● **Text section**:
== Segment start ==

Sunday, 22 February 2009

holding our nerve

Several texts in the 'philosophy of psychopathology' arena invite us to make the following kind of choice:
  • Either we should acknowledge that what appears to be some perfectly natural description of certain psychopathological facts ought to force us to reconsider our prior philosophical belief that the domain which has been affected by the psychopathology had a purely transcendental unity.

  • Or we should stick to our philosophical guns and acknowledge that what appears to be some perfectly natural description of certain psychopathological facts is purely that - a misleading appearance - and that all we have really is a nonsense with no apt articulation.

== Segment end ==

● **Data extracts**:
== Segment start ==

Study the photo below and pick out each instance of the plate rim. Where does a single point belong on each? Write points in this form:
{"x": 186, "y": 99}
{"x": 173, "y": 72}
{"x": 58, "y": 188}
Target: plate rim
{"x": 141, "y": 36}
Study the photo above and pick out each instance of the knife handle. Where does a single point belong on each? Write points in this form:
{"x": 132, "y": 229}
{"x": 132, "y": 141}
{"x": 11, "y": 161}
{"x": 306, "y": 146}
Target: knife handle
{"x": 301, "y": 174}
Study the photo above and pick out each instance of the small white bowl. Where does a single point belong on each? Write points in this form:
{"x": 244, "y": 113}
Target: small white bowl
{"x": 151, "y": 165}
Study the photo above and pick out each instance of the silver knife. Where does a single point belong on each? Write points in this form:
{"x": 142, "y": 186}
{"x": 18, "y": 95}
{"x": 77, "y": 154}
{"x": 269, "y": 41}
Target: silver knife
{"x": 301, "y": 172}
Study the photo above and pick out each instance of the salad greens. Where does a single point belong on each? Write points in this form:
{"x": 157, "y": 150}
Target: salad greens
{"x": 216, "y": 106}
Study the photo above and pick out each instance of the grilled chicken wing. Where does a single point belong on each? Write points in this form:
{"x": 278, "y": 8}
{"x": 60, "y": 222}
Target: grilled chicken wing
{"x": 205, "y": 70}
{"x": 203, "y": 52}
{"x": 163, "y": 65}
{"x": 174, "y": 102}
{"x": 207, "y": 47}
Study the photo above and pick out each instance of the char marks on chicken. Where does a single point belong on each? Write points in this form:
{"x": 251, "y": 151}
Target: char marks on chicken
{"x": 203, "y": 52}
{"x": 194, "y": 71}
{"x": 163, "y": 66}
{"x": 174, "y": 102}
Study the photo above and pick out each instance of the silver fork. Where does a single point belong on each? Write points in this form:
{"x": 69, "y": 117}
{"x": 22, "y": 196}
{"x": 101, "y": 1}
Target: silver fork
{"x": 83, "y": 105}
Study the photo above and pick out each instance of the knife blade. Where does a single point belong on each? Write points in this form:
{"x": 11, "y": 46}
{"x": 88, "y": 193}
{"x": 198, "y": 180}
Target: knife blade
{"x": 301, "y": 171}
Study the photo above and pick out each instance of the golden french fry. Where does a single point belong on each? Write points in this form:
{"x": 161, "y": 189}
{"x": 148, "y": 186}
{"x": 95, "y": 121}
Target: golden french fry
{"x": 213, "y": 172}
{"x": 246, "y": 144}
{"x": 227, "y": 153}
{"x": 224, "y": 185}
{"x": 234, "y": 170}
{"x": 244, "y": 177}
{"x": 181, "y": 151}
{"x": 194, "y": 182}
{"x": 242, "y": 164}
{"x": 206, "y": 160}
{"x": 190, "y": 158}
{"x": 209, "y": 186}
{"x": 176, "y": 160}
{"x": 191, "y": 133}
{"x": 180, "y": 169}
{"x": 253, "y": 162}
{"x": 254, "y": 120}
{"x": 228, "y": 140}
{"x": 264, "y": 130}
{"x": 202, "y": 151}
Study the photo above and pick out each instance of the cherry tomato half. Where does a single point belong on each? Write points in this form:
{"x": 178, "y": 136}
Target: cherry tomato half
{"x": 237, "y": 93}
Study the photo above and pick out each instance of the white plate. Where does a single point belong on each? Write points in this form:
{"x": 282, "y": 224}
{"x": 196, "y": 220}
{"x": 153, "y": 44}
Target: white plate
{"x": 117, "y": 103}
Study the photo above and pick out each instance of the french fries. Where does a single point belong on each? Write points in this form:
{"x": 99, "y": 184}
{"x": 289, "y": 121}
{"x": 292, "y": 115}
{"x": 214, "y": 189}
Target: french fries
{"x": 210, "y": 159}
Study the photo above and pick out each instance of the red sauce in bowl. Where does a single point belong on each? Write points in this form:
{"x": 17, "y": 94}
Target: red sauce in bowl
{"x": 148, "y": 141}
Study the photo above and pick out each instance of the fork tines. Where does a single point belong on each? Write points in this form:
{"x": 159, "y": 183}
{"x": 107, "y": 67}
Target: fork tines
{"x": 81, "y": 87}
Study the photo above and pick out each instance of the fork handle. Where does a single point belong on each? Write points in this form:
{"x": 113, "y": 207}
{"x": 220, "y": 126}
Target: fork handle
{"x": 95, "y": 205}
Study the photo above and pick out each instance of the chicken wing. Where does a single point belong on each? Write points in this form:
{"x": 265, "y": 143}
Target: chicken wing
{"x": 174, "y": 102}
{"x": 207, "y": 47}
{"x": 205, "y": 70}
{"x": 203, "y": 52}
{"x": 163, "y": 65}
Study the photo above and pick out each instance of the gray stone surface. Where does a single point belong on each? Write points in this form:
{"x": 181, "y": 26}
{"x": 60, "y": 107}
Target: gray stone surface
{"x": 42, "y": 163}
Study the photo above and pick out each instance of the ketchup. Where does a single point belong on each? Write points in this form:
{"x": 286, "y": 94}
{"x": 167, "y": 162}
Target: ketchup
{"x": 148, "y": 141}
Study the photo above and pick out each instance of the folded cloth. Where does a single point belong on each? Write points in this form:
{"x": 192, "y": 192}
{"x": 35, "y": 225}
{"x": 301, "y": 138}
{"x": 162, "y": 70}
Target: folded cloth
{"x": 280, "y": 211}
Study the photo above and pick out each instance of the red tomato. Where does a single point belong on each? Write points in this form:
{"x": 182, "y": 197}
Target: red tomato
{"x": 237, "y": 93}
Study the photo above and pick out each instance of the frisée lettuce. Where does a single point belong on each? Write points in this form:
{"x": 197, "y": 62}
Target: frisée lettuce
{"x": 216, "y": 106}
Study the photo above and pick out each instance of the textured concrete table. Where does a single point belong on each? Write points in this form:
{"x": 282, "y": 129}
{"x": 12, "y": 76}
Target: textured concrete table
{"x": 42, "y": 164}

== Segment end ==

● **What you need to do**:
(1) In the blog post on the philosophy of psychopathology, list in order every occurrence of a word beginning with "psychopath," giving each with the words around it.
(2) Echo word for word the stretch of the blog post from "holding our nerve" through "purely transcendental unity.".

● **Task results**:
(1)
1. "psychopathology" in "the 'philosophy of psychopathology' arena"
2. "psychopathological" in "certain psychopathological facts" (first option)
3. "psychopathology" in "affected by the psychopathology"
4. "psychopathological" in "certain psychopathological facts" (second option)

(2)
holding our nerve

Several texts in the 'philosophy of psychopathology' arena invite us to make the following kind of choice:
  • Either we should acknowledge that what appears to be some perfectly natural description of certain psychopathological facts ought to force us to reconsider our prior philosophical belief that the domain which has been affected by the psychopathology had a purely transcendental unity.